> _What you should do_: Using the records below, copy out exactly the line that contains "247, row 170." and every line that follows it, up to and including the last, and no others.
§ §
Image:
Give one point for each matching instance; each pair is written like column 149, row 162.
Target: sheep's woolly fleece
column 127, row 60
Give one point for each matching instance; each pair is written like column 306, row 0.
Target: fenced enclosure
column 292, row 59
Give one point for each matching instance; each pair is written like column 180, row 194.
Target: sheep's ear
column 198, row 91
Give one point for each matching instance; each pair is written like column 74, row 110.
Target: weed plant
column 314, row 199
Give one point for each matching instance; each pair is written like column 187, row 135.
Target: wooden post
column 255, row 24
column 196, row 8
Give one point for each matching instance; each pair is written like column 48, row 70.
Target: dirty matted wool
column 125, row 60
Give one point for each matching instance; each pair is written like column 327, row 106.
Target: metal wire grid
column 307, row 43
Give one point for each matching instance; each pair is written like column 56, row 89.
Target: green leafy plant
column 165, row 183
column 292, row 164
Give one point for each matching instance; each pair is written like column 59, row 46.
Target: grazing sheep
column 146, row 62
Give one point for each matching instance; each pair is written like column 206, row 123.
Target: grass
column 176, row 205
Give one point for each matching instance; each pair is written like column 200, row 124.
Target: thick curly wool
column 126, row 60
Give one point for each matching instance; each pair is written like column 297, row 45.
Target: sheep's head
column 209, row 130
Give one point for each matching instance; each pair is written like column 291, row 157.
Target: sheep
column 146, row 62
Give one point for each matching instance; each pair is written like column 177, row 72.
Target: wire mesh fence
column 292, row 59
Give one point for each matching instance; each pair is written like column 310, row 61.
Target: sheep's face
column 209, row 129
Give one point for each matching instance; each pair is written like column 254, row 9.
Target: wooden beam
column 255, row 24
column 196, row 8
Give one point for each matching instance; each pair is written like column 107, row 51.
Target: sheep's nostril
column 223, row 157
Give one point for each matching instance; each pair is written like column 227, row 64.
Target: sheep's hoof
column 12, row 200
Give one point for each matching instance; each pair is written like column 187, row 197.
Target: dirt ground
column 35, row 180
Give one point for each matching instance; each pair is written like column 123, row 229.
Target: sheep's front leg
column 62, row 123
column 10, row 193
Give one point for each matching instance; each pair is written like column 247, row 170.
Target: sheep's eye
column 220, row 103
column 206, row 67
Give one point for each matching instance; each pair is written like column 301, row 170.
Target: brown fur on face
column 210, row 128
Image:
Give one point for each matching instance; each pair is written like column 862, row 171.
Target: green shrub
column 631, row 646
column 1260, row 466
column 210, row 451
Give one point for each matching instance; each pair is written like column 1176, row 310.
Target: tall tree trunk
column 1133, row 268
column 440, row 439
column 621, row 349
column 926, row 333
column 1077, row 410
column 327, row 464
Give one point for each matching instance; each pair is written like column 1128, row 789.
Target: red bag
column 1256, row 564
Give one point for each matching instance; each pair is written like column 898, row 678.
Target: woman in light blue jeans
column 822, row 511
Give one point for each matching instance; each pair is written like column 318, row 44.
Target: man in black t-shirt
§ §
> _Your response_:
Give one point for each matching instance; each pair is written like column 247, row 170.
Target: sheep's eye
column 220, row 103
column 206, row 67
Give one point for each matching instance; each pair is written like column 301, row 170.
Target: brown fur on face
column 210, row 128
Image:
Give one point for each matching instance; each pair is written like column 862, row 171.
Target: green shrub
column 631, row 646
column 1260, row 466
column 210, row 451
Give one point for each matching instance; each pair is written like column 1176, row 310.
Target: tall tree trunk
column 1133, row 268
column 440, row 439
column 621, row 349
column 926, row 333
column 1077, row 410
column 327, row 464
Give one point for each matching instance; each pair is written like column 1128, row 789.
Target: red bag
column 1256, row 564
Give one point for each matching instance; each pair is written like column 898, row 678.
Target: woman in light blue jeans
column 822, row 511
Give one point for each matching instance; each pair is written like column 318, row 44.
Target: man in black t-shirt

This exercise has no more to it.